What are the most important factors when coding?
Mar 30, 2025

We all knew the junior engineer that wrote some strange code or commented on your PR saying "there's a faster way to do this!". I remember doing it myself in my PHP days. Switching to switch statements and reverse while loops are what I remember the most. But in most cases these days I'd get on someone for pre-optimizing their code. There are better things to focus on and it actually be to our detriment if the code is more difficult to maintain.

Without further ado, here they are ordered from most important to least.

Maintainability - if it takes too long to fix a critical bug or causes slow downs for other engineers then it's likely a compounding time sink. We can't just think of ourselves when coding, but all of the future maintainers. I've given the analogy of comparing software to machines dozens of times. The more parts and they more complex either are the more likely they are to break. Keep it simple, stupid.

Discoverability - Naming patterns of files and their exports, and where they are stored are important. It's ideal to be able to identify, discover, and find files and their exports as quickly as possibly. I personally prefer a module type system, where each vertical gets it's own folder, so everything you need is in one place. Naming a file index.ts is equally harmful -- what happens when someone has 3 of those open, how will they know what is what? Be nice to brains.

**Information supplied**
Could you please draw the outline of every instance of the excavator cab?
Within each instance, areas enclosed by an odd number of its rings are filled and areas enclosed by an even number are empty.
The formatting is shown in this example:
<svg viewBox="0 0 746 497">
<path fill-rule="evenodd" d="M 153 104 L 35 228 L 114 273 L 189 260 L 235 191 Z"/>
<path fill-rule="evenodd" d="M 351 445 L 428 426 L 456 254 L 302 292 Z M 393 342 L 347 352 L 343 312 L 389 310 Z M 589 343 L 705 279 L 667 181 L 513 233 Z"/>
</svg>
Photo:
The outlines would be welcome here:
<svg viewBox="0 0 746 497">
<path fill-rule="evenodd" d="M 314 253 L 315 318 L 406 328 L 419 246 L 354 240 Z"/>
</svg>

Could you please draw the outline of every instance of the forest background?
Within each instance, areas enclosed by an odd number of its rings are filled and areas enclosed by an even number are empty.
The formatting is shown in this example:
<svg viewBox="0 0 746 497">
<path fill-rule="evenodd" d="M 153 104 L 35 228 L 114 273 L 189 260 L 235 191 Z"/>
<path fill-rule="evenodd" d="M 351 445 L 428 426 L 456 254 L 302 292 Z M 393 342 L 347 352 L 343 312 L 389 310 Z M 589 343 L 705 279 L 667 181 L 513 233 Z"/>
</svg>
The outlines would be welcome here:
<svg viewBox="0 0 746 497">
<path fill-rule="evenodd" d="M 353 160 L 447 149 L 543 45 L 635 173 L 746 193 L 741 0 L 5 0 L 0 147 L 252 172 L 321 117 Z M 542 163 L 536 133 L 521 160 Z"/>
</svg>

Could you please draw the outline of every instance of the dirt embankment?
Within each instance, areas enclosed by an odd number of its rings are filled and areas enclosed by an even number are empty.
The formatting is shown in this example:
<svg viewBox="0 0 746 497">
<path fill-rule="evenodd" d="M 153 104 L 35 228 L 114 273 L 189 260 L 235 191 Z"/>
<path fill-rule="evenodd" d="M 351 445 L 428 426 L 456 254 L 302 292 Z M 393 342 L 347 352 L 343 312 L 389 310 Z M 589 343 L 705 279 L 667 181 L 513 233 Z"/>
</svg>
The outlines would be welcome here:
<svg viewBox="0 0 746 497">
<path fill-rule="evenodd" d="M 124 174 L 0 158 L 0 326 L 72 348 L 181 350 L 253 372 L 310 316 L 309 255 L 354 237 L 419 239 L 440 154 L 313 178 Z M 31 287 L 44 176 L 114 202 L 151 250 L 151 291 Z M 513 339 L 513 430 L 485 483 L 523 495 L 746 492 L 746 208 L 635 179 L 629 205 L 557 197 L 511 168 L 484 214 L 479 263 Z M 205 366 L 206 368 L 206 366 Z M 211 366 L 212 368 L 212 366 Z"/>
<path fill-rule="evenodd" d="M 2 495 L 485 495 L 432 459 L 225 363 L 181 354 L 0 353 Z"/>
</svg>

**Given request**
Pick up the post about the most important factors in coding after its final sentence, keeping the style and format of its list.

**Response**
Scalability - At some point it's worth thinking about scalability, but it shouldn't be a top concern for a new project. Use JWTs for stateless auth and it will bring you far. When teams get too invested too early we end up juggling a couple of dozen microservices and waiting around for builds and releases, both waste even more time and increase the complexity; therefore, increase cognitive overhead.

Defect free code - You hate bugs, I hate bugs, we all hate bugs, but they are going to happen. We can put in tooling and monitoring to try and catch them early and often, but they always seem to find their way back in. This is why it's a great idea to look at the patterns of bugs and have retrospectives. It could be a weird quirk with a library you recently integrated, or it could be something that's solved easily like making cache read only, so people don't accidentally poison it.

Performance - And the least important can be found here. Typically it's a better investment to make an application scalable than performant. A way to think about it is performance is scaling up and and what I referenced as scaling outward. Outward gets you more. It's not to say the app should be an old slow dog, but be reasonable. And try not sacrifice maintainability for performance.